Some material
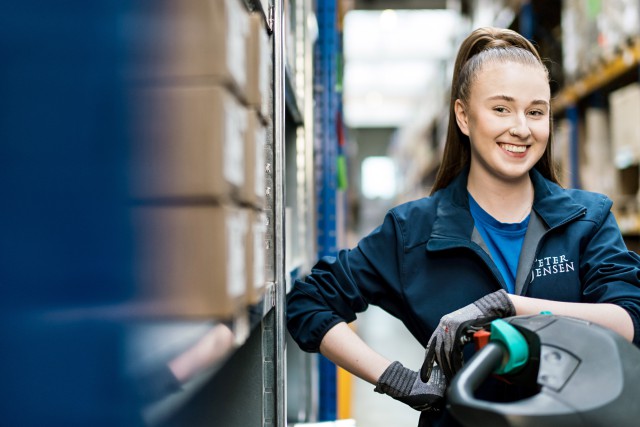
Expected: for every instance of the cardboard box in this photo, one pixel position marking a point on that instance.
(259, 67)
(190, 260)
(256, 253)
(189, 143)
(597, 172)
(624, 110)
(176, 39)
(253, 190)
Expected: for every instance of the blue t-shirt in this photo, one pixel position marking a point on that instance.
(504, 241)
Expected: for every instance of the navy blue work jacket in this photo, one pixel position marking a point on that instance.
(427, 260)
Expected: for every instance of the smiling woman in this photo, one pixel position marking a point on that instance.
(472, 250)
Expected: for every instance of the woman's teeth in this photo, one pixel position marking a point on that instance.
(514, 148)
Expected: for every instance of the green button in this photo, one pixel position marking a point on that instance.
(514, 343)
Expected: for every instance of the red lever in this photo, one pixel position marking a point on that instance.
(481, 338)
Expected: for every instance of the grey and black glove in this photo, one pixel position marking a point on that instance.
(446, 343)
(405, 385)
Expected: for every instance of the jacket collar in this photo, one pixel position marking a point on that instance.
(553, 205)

---

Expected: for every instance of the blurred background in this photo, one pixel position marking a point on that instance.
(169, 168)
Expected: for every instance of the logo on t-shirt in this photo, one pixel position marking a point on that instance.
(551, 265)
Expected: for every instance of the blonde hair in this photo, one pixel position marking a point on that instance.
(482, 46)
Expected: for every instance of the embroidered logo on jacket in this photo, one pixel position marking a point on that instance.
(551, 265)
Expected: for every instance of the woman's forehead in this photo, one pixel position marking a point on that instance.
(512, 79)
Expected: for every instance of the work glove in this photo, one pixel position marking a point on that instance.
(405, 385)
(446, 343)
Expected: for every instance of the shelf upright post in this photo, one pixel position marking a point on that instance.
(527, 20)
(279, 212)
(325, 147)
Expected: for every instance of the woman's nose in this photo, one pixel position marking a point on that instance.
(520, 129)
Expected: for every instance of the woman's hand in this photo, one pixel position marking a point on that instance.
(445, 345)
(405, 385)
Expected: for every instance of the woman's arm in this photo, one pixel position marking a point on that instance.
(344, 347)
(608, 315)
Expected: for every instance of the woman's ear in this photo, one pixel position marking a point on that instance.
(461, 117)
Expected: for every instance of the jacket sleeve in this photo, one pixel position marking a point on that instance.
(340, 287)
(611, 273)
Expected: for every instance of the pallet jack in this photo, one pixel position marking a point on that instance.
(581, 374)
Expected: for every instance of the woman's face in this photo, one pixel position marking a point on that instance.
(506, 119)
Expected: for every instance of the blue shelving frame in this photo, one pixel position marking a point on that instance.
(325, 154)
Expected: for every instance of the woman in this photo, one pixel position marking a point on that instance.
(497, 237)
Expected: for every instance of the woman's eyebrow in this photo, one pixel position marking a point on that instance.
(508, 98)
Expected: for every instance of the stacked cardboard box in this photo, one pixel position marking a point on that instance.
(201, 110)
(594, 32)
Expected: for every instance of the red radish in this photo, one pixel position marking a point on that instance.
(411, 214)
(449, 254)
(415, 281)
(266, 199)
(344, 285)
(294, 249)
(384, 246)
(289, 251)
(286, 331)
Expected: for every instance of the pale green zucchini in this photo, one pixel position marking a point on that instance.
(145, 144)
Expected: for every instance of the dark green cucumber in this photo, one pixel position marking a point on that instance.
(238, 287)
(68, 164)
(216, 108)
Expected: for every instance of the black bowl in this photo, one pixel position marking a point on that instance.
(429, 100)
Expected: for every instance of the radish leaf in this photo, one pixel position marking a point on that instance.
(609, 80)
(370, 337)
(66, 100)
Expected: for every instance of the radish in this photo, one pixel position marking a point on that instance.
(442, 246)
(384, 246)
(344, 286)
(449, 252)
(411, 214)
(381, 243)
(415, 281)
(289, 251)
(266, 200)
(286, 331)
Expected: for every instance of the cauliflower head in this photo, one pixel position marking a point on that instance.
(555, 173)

(OBJECTIVE): Return every line of the material above that contains the word "green", treating uppercase and lowercase as different.

(FINAL RESULT):
Expected: for every instance of the green button in this photo, one pixel position marking a point on that instance.
Expected: for every instance of the pale green zucchini in this photo, one pixel position marking a point on that instance.
Expected: for every instance of the dark green cucumber in this photo, one pixel position marking a point on that instance.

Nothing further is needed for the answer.